- [Given exercise] Repeat, without any change, the entries presented below.

- [Provided entries]
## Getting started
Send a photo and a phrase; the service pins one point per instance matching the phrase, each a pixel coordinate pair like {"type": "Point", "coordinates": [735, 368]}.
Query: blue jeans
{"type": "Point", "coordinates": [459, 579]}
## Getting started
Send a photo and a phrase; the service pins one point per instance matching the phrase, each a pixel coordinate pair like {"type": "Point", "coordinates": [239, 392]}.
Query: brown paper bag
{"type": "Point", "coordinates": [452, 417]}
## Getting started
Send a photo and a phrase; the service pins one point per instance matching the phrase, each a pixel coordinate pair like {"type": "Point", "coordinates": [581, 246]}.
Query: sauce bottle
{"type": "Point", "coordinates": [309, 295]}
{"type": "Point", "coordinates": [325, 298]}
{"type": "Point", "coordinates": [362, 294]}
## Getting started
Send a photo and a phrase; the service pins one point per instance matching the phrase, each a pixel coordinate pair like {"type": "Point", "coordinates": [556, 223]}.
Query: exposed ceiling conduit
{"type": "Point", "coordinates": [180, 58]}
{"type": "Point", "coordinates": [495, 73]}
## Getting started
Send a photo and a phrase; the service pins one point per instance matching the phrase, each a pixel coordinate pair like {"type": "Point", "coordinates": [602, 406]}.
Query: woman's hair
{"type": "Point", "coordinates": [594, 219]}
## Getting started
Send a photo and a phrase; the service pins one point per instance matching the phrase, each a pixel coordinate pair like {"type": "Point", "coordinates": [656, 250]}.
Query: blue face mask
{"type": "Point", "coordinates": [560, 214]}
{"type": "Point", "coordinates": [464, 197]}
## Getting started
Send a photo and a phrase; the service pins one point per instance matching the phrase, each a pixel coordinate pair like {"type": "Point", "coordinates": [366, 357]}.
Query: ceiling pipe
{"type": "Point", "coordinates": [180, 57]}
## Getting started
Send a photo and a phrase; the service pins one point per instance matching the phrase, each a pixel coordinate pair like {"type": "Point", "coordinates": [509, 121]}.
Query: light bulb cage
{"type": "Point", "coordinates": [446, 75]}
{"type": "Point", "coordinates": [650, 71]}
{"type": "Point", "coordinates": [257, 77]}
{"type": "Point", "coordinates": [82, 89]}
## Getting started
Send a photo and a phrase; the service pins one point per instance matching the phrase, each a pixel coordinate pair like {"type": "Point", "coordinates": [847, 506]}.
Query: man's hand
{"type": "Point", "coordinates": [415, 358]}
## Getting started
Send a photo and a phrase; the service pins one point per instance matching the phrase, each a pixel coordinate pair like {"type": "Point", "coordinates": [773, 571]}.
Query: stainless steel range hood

- [Exercise answer]
## Getting started
Send a photo and a phrase; the service pins one point per instance matching the phrase, each a pixel coordinate pair like {"type": "Point", "coordinates": [735, 368]}.
Query: blue jeans
{"type": "Point", "coordinates": [459, 579]}
## Getting started
Send a photo and a phrase; the service pins one point per instance matching the phrase, each a pixel coordinate pair like {"type": "Point", "coordinates": [239, 392]}.
Query: brown paper bag
{"type": "Point", "coordinates": [452, 417]}
## Getting started
Send a photo and a phrase; the service pins one point per instance matching the phrase, each a pixel coordinate pair like {"type": "Point", "coordinates": [581, 246]}.
Query: sauce bottle
{"type": "Point", "coordinates": [309, 295]}
{"type": "Point", "coordinates": [325, 298]}
{"type": "Point", "coordinates": [362, 294]}
## Getting started
Send a photo and a phrase; the service pins one point per instance matching the phrase, each a pixel coordinate pair like {"type": "Point", "coordinates": [556, 223]}.
Query: exposed ceiling conduit
{"type": "Point", "coordinates": [180, 58]}
{"type": "Point", "coordinates": [495, 73]}
## Getting started
Send a photo and a phrase; the service pins one point per instance matching the phrase, each a pixel coordinate pair like {"type": "Point", "coordinates": [602, 406]}.
Query: woman's hair
{"type": "Point", "coordinates": [594, 219]}
## Getting started
Send a photo and a phrase; the service pins one point per instance matching the phrase, each a pixel coordinate pair like {"type": "Point", "coordinates": [656, 250]}.
Query: blue face mask
{"type": "Point", "coordinates": [560, 214]}
{"type": "Point", "coordinates": [464, 197]}
## Getting started
Send a photo and a phrase; the service pins one point per instance matching the phrase, each a pixel coordinate pair like {"type": "Point", "coordinates": [366, 357]}.
Query: ceiling pipe
{"type": "Point", "coordinates": [180, 57]}
## Getting started
Send a photo and a phrase; the service pins one point per instance matching the phrase, each a pixel coordinate pair like {"type": "Point", "coordinates": [509, 121]}.
Query: light bulb cage
{"type": "Point", "coordinates": [446, 75]}
{"type": "Point", "coordinates": [650, 71]}
{"type": "Point", "coordinates": [257, 77]}
{"type": "Point", "coordinates": [82, 89]}
## Getting started
Send a photo and a phrase; the service pins one point per instance matching the phrase, each a pixel coordinate pair like {"type": "Point", "coordinates": [847, 506]}.
Query: man's hand
{"type": "Point", "coordinates": [415, 358]}
## Getting started
Send a photo and a phrase; the service pins one point per instance matching the phrase, each a pixel coordinate pair like {"type": "Point", "coordinates": [773, 571]}.
Query: stainless steel range hood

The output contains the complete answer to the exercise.